WP2 to WP4 are breakdown into technical tasks, with industrial leadership, to develop further cutting-edge existing technologies applied to solve major challenges in the anchoring and mooring systems for deep ocean areas (WP2), a lighter and robust dynamic cable and connector (WP3) and a cost-effective and durable floating substructure (WP4).
WP2 led by TFI, has delivered successfully a new and innovative mooring and anchoring system achieving a notable reduction in the design and fatigue loads for two real commercial scenarios (West of Barra (Scotland) and Gran Canaria (Spain)). It has produced also the designs and fabrication components of an innovative hybrid polymer carbon fibre mooring cable, and a polymer spring component both equipped with cutting-edge monitoring technologies.
WP3, led by FULGOR, has already produced an innovative XLPE length of insulated cable core with aluminium conductor. This is a first step for the development of a lighter and stronger dynamic cable which includes a smart Carbon Fibre Braid armouring, an antifouling/anti-bite extruded HDPE outer jacket and an innovative cable connector equipped with a mechanical hang off and breakaway system.
INNOSEA leads WP4 where a notable progress has been made for the design and specifications of a novel hybrid concrete-plastic floating substructure. It has produced the specifications of a generic 12MW wind turbine to be installed in this floater and it has produced and certified the Structural and Naval Architecture Design basis by Bureau Veritas.
Within WP5, under the leadership of MARIN, each major component is tested to increase their development maturity and achieve a TRL4-5. The preparation of the assays of WP2 and WP4 components have been initiated in the experimental basin of MARIN while the new antifouling/anti-bite plastic materials are conducted at PLOCAN marine test site. The innovative dynamic cable and connectors will be tested in DMAC facilities of EXETER and FULGOR facilities.
Within WP6 and WP7 led by EXTER and UEDIN respectively, it has been produced the Operation and Maintenance and the Techno-economic models to initiate the study of the impact of two Floating Offshore Wind (FOW) farms theoretically installed in West of Barra (Scotland) and Gran Canaria (Spain). This assessment will allow to define how FLOTANT innovations will contribute to reduce the CapEX and the OpEX of the FOW industry.
A strong Communication, Dissemination and Exploitation plan, and the initial methodology for the development of a realistic Business plan and Commercialization strategy, have already been implemented in WP9 and WP8 led by the Project Coordinator (PLOCAN) and the Technical Coordinator (COBRA) respectively.
WP1, led by PLOCAN, has established a coherent and controlled management environment based on international recognised management best practices.
FLOTANT techno-economic assessment and LCOE reduction impact is executed in WP7 under the leadership of UEDIN. The work performed so far, towards the achievement of the project principal targeted impact includes:
1) The generation of a first version of FLOTANT LCoE model with key inputs obtained from a comprehensive review of the bibliography and directly from all FLOTANT partners.
2) The verification and validation of the model against already existing publications and using data from existing real FOW reference cases and their corresponding public deliverables.
3) The generation of preliminary FLOTANT LCoE results performed for deployments in West of Barra and Gran Canaria, at pilot park (60MW) and commercial (600MW) scales. Although the preliminary FLOTANT cost assessment is still subject to large uncertainties, due to the lack of finalised designs, at this stage of execution, the results show that the LCoE values are within the expected range and that LCoE model consistently provides reasonable results.

▸ **Records provided**

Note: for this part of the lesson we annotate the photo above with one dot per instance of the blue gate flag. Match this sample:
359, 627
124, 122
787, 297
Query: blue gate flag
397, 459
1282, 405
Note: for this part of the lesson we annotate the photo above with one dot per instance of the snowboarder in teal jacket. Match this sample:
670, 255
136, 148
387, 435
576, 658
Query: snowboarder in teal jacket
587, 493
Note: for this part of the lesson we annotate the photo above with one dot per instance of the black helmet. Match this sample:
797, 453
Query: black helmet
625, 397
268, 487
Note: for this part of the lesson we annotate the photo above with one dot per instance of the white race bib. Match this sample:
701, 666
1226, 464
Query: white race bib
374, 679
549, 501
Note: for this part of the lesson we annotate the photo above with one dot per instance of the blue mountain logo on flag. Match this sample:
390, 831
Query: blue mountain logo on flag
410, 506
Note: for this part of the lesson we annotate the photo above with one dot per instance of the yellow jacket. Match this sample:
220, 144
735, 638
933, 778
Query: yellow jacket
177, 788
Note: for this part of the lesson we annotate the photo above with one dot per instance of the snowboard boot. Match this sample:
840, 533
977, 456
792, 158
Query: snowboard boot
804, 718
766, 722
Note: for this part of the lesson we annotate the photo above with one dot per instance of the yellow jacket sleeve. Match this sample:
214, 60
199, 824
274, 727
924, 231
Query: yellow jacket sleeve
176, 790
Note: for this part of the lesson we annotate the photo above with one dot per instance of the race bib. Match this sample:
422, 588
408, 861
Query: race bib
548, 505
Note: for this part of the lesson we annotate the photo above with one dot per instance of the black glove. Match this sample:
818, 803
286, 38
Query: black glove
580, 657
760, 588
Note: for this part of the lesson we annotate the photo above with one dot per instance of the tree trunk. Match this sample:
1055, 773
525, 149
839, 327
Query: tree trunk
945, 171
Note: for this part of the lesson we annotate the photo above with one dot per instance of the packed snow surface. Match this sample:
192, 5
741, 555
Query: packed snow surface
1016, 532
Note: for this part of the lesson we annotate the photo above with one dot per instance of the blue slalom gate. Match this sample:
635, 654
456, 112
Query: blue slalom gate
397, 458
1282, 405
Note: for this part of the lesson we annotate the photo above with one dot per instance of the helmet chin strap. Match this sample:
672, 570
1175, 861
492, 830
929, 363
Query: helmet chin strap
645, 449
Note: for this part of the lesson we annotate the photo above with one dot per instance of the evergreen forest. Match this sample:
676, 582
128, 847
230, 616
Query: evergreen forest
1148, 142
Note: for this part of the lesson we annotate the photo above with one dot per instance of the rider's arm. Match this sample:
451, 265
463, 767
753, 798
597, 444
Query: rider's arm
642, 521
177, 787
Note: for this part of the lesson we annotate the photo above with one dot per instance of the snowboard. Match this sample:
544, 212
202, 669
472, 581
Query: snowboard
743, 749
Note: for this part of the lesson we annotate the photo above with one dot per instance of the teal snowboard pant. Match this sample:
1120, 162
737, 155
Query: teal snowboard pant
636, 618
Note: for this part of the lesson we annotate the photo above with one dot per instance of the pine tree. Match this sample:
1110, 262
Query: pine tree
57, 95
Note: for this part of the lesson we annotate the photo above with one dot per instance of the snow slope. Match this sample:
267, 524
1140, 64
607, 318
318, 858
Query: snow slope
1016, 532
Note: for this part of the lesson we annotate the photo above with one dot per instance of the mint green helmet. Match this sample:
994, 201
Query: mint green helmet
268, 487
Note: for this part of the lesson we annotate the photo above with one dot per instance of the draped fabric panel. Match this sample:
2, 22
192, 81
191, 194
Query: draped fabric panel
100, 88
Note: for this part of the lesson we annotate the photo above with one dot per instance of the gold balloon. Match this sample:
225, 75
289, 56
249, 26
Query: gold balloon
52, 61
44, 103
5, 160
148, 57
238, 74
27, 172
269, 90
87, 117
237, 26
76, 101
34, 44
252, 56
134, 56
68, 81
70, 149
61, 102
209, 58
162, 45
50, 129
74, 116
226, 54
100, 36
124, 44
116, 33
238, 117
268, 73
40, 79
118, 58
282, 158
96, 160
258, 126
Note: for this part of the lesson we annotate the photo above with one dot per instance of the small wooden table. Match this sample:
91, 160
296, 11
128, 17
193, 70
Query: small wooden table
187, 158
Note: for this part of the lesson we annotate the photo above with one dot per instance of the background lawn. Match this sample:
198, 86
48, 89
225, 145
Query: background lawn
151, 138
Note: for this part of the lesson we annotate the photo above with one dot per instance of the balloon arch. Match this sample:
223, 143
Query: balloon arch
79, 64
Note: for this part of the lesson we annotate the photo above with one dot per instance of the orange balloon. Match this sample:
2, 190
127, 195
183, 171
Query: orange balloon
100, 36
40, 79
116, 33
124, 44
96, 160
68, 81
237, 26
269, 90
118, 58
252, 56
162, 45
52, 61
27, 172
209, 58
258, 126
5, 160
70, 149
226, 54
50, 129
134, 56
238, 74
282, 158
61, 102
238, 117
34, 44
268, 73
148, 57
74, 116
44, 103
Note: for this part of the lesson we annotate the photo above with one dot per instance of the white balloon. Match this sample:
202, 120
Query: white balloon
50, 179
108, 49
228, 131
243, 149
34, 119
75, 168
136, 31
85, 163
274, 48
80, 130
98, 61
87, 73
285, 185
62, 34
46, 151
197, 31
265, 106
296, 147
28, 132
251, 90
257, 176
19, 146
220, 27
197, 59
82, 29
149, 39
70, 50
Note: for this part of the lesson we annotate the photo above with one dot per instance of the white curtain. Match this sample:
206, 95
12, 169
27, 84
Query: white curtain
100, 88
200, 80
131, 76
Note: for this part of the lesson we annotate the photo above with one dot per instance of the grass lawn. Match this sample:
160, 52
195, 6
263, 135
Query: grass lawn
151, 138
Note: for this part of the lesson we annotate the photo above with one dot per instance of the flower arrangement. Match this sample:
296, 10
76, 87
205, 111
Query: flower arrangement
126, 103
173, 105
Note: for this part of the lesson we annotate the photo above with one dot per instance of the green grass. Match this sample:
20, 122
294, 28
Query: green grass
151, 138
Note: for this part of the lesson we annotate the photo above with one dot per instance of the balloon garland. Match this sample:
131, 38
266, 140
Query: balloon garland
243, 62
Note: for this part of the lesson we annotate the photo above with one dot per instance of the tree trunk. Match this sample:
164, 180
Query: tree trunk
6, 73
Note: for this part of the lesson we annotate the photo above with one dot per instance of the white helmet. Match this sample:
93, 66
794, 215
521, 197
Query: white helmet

▸ **Instructions for the task**
In the FLOTANT project summary, which organization certified the Structural and Naval Architecture Design basis produced in WP4?

▸ **Answer to this task**
Bureau Veritas